Friday, January 27, 2012

Are we smart enough...

to elect effective representatives, or politicians as they are more commonly known ?

A conversation I engaged in earlier this week set my mind wondering if, in fact, common everyday people have the mental where-with-all to evaluate and vote for people with altruistic motives who will actually endeavor to do the best thing for the country and it's populace.

Today I don't even want to talk about the lobbyists who purchase laws favorable to their clients.

No, I want to look at some personal choices ordinary people make in their lives and ponder whether they can be trusted to make better choices when electing Representatives to U.S. government offices.
....................
• **Your objective**
Copy everything from "to elect effective" down to "to their clients." in the blog post on electing representatives, substituting "lawmakers" for "politicians". Work from the blog post alone.

• **Information given**
....................
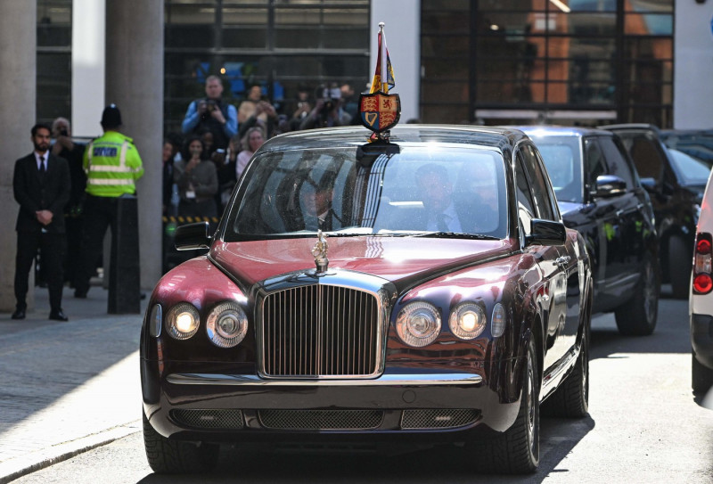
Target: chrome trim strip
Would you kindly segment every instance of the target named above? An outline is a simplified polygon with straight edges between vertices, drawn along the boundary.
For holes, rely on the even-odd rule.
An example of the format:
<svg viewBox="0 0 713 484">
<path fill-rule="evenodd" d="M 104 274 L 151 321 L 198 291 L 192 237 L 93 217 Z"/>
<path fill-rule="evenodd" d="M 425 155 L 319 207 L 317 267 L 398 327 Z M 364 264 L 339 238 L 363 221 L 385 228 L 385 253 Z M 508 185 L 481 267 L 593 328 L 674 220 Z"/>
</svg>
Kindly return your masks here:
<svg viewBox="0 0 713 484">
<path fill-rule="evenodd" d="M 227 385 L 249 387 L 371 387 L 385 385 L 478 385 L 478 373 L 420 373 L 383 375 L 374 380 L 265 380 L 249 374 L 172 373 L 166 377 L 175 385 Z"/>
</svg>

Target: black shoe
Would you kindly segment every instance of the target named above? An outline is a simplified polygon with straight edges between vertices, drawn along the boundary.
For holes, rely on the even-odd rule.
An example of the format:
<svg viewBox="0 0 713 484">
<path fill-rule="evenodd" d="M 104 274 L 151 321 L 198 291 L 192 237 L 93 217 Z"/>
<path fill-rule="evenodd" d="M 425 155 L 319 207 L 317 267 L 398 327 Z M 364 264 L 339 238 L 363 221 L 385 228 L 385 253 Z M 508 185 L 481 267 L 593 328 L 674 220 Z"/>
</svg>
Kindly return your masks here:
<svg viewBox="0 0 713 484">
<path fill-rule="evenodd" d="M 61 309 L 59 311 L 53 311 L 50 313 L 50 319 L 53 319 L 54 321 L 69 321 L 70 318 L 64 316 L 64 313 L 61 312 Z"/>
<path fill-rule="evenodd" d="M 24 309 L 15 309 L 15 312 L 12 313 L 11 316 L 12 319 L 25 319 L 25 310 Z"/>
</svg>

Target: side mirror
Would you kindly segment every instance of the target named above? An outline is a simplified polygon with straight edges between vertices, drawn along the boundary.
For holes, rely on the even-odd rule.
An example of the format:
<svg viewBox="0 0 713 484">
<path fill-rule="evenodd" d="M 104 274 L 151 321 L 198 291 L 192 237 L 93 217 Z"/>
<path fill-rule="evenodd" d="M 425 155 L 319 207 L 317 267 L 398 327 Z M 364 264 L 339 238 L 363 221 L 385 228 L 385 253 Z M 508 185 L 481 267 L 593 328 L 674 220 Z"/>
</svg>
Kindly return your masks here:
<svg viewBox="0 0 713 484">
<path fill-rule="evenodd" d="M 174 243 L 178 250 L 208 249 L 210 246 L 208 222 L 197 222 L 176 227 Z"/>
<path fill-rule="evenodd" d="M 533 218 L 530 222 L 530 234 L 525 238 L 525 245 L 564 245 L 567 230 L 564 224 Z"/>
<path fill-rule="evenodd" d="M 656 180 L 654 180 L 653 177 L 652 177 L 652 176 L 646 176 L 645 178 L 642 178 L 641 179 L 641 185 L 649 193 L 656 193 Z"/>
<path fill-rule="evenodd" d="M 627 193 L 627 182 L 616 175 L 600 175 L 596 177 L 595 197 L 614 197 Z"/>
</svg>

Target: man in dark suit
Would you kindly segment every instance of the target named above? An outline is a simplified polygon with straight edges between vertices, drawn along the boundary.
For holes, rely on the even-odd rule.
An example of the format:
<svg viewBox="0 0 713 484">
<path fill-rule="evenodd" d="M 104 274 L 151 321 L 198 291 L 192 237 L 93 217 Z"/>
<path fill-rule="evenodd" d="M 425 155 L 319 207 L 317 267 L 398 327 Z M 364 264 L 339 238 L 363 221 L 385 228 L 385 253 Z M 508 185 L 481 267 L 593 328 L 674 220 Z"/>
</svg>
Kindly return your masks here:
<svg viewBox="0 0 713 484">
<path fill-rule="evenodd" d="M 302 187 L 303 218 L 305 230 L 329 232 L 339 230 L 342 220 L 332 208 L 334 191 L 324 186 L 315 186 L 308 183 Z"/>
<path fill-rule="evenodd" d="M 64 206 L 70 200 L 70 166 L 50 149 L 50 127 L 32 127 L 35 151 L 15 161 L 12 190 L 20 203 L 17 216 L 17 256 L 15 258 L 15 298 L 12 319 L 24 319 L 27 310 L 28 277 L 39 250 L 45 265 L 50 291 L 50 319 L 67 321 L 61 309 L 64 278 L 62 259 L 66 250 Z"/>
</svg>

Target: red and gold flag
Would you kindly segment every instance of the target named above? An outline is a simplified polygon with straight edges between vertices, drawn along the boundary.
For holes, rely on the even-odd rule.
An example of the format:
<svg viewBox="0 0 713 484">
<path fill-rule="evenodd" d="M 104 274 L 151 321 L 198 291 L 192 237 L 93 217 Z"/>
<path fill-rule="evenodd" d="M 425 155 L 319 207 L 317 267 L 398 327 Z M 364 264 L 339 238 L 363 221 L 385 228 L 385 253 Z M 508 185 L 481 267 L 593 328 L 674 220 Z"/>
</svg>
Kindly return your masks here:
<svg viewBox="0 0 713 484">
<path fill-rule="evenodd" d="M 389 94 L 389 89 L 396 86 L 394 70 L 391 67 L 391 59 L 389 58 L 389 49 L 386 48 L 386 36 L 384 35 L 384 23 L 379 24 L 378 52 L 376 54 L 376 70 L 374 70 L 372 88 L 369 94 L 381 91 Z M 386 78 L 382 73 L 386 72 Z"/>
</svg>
....................
• **Written response**
to elect effective representatives, or lawmakers as they are more commonly known ?

A conversation I engaged in earlier this week set my mind wondering if, in fact, common everyday people have the mental where-with-all to evaluate and vote for people with altruistic motives who will actually endeavor to do the best thing for the country and it's populace.

Today I don't even want to talk about the lobbyists who purchase laws favorable to their clients.